Pointing dataset excerpts
- - - - - - -
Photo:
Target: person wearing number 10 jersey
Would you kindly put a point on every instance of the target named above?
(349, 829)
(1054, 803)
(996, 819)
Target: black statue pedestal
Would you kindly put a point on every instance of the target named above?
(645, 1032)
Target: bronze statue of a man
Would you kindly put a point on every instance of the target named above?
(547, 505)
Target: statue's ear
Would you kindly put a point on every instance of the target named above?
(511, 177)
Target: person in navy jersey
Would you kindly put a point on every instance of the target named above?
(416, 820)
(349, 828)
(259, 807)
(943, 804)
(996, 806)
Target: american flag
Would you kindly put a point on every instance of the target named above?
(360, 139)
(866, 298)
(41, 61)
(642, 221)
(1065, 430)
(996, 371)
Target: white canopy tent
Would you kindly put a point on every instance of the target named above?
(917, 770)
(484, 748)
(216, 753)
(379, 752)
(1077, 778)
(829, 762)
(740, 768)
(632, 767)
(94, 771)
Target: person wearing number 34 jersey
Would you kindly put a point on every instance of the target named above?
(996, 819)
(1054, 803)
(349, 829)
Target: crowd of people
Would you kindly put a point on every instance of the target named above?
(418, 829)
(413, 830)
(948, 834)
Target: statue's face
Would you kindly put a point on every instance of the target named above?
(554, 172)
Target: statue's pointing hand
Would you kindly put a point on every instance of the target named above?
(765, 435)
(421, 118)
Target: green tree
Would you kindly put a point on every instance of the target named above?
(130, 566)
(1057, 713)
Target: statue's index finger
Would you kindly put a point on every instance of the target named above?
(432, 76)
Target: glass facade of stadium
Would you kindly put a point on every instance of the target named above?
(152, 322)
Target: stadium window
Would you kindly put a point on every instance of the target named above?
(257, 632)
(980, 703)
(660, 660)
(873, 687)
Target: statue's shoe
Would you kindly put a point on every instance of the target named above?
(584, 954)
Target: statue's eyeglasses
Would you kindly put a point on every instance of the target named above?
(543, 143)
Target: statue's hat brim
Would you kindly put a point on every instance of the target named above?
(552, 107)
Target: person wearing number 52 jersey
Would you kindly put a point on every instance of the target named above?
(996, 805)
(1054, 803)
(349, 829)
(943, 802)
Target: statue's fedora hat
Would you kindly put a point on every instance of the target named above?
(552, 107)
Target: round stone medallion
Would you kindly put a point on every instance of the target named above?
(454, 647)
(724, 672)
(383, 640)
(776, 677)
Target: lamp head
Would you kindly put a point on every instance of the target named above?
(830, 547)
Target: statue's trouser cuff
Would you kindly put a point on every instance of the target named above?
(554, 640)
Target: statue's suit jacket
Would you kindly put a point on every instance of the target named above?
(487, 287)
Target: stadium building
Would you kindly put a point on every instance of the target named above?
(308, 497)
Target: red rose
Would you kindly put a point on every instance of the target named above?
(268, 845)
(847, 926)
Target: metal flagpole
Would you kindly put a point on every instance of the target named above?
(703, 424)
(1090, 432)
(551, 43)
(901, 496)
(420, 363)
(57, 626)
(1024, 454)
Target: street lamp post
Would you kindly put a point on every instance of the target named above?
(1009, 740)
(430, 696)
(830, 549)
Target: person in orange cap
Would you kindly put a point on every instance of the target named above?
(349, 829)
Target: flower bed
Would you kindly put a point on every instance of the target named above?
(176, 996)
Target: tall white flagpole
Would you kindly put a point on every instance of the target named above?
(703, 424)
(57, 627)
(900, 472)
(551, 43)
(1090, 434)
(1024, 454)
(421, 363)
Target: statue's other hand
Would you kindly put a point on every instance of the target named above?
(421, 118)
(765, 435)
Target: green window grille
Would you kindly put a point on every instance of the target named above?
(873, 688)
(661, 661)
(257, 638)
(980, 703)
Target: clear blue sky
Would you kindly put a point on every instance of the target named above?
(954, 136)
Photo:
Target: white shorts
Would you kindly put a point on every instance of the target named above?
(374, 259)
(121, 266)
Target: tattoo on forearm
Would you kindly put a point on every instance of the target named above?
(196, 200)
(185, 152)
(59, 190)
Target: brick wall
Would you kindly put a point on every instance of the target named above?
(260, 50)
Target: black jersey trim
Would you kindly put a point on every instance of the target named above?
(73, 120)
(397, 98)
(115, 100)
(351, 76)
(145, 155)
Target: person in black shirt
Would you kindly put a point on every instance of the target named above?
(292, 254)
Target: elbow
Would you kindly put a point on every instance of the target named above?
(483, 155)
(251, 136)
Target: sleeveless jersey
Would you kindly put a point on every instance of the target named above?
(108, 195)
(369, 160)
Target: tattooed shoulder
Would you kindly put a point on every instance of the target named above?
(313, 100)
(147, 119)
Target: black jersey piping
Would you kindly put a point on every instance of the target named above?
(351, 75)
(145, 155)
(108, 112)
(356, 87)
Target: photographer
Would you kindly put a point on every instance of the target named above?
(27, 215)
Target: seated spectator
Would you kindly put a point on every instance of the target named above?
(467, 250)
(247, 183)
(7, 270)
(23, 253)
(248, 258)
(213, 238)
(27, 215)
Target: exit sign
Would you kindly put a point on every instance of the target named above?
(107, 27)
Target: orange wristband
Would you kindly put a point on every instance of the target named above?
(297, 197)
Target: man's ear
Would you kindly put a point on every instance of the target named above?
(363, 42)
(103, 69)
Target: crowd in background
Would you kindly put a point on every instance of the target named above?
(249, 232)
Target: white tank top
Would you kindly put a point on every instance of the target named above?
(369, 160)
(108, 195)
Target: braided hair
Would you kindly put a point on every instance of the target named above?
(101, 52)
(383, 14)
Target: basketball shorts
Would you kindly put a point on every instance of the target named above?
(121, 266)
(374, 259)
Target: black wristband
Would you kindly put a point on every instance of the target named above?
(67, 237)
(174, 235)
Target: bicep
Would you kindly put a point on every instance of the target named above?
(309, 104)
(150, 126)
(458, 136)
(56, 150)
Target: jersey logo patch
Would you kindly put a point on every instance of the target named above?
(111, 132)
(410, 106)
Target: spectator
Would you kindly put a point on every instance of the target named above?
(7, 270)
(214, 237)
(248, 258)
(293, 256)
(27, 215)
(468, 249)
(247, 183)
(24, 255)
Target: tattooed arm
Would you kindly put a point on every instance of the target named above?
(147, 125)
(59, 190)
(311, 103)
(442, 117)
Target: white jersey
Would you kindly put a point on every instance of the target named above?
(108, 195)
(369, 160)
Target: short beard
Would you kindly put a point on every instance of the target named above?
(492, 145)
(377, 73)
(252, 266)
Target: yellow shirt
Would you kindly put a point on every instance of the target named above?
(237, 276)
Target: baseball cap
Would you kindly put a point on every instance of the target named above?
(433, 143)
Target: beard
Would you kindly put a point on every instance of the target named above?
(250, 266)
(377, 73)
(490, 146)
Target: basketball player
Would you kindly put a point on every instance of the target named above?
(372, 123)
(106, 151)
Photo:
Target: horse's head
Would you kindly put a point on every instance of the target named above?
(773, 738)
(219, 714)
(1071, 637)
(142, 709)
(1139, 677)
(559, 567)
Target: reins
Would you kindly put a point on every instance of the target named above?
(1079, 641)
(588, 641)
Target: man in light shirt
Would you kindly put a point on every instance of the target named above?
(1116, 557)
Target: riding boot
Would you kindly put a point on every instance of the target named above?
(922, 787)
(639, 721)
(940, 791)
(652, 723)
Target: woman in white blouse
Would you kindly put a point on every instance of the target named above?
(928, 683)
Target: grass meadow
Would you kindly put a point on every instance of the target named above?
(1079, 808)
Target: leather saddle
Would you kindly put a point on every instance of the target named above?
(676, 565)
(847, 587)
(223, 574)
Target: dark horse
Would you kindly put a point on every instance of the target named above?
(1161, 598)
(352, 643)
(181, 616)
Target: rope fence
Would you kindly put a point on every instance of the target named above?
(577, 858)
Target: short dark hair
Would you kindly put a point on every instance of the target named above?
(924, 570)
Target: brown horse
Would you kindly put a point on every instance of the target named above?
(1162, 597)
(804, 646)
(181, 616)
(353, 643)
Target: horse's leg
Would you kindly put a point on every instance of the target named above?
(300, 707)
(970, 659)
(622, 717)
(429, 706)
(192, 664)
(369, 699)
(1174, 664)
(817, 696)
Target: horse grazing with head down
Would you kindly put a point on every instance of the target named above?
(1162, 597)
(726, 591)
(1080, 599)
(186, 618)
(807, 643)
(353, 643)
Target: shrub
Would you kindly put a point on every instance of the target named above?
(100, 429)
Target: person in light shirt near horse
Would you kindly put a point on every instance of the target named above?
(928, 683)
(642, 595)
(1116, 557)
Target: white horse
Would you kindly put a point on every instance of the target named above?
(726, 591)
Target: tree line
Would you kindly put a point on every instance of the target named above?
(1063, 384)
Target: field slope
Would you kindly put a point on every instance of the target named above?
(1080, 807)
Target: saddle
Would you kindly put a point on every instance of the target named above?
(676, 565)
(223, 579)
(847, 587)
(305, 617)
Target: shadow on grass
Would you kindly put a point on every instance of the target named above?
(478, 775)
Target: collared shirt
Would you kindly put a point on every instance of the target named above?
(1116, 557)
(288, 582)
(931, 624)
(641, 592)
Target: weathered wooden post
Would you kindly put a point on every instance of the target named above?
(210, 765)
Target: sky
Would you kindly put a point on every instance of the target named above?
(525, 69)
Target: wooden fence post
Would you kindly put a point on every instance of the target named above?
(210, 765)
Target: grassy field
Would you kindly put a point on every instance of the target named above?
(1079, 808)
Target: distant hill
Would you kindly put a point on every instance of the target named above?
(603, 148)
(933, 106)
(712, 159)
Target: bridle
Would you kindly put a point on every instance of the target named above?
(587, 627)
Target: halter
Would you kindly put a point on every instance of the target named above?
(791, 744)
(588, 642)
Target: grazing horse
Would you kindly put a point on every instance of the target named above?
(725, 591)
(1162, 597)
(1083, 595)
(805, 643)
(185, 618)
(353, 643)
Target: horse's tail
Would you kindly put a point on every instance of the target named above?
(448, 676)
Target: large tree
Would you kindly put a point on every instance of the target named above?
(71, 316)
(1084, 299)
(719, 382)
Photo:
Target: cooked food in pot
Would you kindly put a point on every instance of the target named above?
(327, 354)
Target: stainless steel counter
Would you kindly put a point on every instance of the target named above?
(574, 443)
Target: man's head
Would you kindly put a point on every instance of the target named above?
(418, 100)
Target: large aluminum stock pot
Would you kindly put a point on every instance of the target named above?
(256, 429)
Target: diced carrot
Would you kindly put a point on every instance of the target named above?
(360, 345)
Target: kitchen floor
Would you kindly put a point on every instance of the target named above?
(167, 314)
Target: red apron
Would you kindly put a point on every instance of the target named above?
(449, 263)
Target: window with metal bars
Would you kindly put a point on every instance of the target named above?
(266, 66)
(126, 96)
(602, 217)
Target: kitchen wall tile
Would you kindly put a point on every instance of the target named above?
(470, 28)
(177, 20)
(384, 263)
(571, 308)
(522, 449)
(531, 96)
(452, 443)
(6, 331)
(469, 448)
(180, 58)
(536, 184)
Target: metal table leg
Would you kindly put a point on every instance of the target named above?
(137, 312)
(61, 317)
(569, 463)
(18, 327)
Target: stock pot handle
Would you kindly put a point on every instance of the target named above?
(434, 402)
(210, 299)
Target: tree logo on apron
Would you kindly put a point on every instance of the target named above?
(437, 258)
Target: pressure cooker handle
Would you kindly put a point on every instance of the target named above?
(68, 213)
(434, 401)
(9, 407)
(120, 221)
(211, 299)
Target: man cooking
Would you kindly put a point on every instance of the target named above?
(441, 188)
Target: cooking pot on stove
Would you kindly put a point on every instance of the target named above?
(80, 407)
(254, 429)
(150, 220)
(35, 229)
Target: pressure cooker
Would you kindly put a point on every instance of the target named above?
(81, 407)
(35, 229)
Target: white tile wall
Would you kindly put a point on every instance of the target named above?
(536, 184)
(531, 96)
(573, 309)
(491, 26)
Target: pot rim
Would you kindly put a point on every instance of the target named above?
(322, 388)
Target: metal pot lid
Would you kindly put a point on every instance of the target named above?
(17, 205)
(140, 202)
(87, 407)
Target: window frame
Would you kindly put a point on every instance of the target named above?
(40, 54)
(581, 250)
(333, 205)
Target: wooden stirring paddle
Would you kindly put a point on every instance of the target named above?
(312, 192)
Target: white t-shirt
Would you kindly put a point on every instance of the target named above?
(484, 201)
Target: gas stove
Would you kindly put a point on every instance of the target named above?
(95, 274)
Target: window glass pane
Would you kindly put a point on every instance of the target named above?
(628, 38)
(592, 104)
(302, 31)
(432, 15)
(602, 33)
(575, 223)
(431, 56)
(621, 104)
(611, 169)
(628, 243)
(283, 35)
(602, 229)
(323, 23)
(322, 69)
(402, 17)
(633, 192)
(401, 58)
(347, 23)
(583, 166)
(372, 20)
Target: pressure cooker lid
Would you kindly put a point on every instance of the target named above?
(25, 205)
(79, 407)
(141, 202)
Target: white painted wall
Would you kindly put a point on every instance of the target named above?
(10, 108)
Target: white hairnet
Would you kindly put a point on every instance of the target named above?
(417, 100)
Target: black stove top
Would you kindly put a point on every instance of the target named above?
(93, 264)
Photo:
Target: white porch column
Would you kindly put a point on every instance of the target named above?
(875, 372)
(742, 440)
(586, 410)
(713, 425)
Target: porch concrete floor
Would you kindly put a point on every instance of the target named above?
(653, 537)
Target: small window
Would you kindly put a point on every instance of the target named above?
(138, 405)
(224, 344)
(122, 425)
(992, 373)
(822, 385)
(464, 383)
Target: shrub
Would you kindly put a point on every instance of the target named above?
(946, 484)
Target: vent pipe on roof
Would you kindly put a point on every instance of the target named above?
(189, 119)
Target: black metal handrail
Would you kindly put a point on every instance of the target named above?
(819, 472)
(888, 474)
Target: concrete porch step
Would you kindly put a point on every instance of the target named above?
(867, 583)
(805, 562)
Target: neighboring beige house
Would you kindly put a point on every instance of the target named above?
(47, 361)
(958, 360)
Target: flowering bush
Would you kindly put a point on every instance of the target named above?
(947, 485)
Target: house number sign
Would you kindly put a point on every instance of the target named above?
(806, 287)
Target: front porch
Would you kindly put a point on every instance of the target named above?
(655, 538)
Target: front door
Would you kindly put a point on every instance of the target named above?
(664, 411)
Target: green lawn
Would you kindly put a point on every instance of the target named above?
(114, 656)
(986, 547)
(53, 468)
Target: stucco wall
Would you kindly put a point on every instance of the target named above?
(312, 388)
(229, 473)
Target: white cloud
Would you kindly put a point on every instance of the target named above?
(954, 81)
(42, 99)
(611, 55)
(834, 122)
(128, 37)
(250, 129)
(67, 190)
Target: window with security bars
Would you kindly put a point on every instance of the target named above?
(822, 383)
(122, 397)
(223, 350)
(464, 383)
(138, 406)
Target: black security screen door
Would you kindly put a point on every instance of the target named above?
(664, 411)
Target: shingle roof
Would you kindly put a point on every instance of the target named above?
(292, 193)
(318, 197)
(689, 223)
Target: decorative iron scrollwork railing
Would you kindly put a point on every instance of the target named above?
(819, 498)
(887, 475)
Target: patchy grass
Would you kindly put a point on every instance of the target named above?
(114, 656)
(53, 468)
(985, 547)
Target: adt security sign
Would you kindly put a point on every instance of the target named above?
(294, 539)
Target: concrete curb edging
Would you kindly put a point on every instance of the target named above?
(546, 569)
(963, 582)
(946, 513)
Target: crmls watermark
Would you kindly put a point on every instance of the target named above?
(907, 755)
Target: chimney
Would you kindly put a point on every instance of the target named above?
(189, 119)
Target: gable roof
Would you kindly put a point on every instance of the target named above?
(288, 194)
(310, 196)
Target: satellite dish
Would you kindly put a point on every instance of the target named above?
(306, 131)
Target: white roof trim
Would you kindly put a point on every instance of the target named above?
- - - - - - -
To do – Your task is to write out the lines from the one with "Target: decorative iron scrollwork railing" through the end of the records, exactly and with nothing added.

Right answer –
Target: decorative iron scrollwork railing
Would you kindly put a point on every instance of the target named above?
(819, 498)
(887, 475)
Target: patchy grass
Would you kindly put a point on every instance of the target named above?
(114, 656)
(53, 468)
(985, 547)
Target: adt security sign
Would you kindly put a point on every instance of the target named above?
(294, 539)
Target: concrete curb edging
Would you kindly put a point on every instance of the target named above?
(546, 569)
(963, 582)
(946, 513)
Target: crmls watermark
Would you kindly put a point on every instance of the target named above?
(907, 755)
Target: chimney
Would you kindly put a point on every instance of the target named above?
(189, 119)
Target: gable roof
Would you kindly put a point on every instance of the target named above?
(288, 194)
(310, 196)
Target: satellite dish
Would you kindly put a point on every instance of the target named above?
(306, 131)
Target: white roof trim
Would you kindly put a point on every instance of the target named above?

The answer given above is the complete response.